─── Record extracts ───

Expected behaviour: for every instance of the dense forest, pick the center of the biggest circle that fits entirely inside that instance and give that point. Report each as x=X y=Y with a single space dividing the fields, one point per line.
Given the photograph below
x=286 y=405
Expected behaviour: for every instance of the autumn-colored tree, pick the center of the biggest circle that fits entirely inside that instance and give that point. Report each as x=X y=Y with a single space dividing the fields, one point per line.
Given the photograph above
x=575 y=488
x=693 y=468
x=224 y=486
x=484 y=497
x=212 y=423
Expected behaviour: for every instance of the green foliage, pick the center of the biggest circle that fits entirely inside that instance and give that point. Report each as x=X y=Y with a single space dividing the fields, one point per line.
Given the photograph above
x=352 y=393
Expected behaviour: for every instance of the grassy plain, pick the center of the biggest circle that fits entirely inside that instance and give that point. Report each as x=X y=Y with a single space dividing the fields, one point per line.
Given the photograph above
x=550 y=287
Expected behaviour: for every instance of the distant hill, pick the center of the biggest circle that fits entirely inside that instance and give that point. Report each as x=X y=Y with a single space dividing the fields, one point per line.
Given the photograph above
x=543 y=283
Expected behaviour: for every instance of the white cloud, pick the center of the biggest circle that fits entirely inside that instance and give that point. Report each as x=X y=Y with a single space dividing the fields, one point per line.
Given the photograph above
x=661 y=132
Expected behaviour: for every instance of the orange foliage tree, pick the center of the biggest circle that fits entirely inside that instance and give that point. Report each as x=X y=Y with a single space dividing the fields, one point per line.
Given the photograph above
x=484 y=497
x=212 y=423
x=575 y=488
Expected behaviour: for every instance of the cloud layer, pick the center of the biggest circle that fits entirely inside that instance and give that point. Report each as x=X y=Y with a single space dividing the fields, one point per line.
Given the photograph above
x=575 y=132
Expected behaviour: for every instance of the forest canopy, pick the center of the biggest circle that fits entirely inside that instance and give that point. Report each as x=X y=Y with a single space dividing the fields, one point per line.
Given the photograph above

───

## Exercise aim
Could you write the whole listing out again, line for line?

## Result
Expected behaviour: for every instance of the dense forest, pick the center of the biggest circle that fits entirely inside that instance and give that point. Report each as x=X y=Y with a single space dividing the fields, one point per line.
Given the photograph below
x=286 y=405
Expected behaviour: for every instance of the autumn-colored tree, pick the center of the biggest circle that fits entirely inside that instance and give that point. Report each as x=X y=Y with a single space dividing the fields, one point per line.
Given the photograph above
x=575 y=488
x=693 y=468
x=224 y=486
x=484 y=497
x=212 y=423
Expected behaviour: for every instance of the green foliage, pick the center of the biggest circle that fits entirely inside that instance and give that point. Report each as x=X y=Y with a single space dividing the fields, one point per line.
Given the photograph above
x=352 y=393
Expected behaviour: for every instance of the grassy plain, pick the center of the biggest circle that fits entirely inside that instance and give that point. Report each as x=X y=Y with a single space dividing the fields, one point per line.
Given the photograph above
x=550 y=287
Expected behaviour: for every instance of the distant hill, pick the center of the biggest circle that fits entirely inside that instance and give that point. Report each as x=X y=Y with a single space dividing the fields, one point per line.
Given the photograph above
x=543 y=283
Expected behaviour: for every instance of the white cloud, pick the center of the biggest circle that fits entirely inside that instance and give that point. Report each as x=X y=Y with a single space dividing the fields, one point per line.
Given the photograph above
x=661 y=132
Expected behaviour: for every instance of the orange foliage tree, pick the center of the biggest circle that fits entirely inside that instance and give that point. Report each as x=X y=Y with a single space dividing the fields, one point per line.
Given the photograph above
x=484 y=497
x=212 y=423
x=575 y=488
Expected behaviour: for every instance of the cloud layer, pick the center of the biggest circle that fits entirely inside that instance and give that point. Report each as x=X y=Y with a single space dividing the fields, one point per line.
Given the photograph above
x=575 y=132
Expected behaviour: for every instance of the forest canopy, pick the center of the biggest circle that fits entirely inside that instance and give that point. Report each as x=X y=Y with a single space dividing the fields, one point per line.
Given the photograph above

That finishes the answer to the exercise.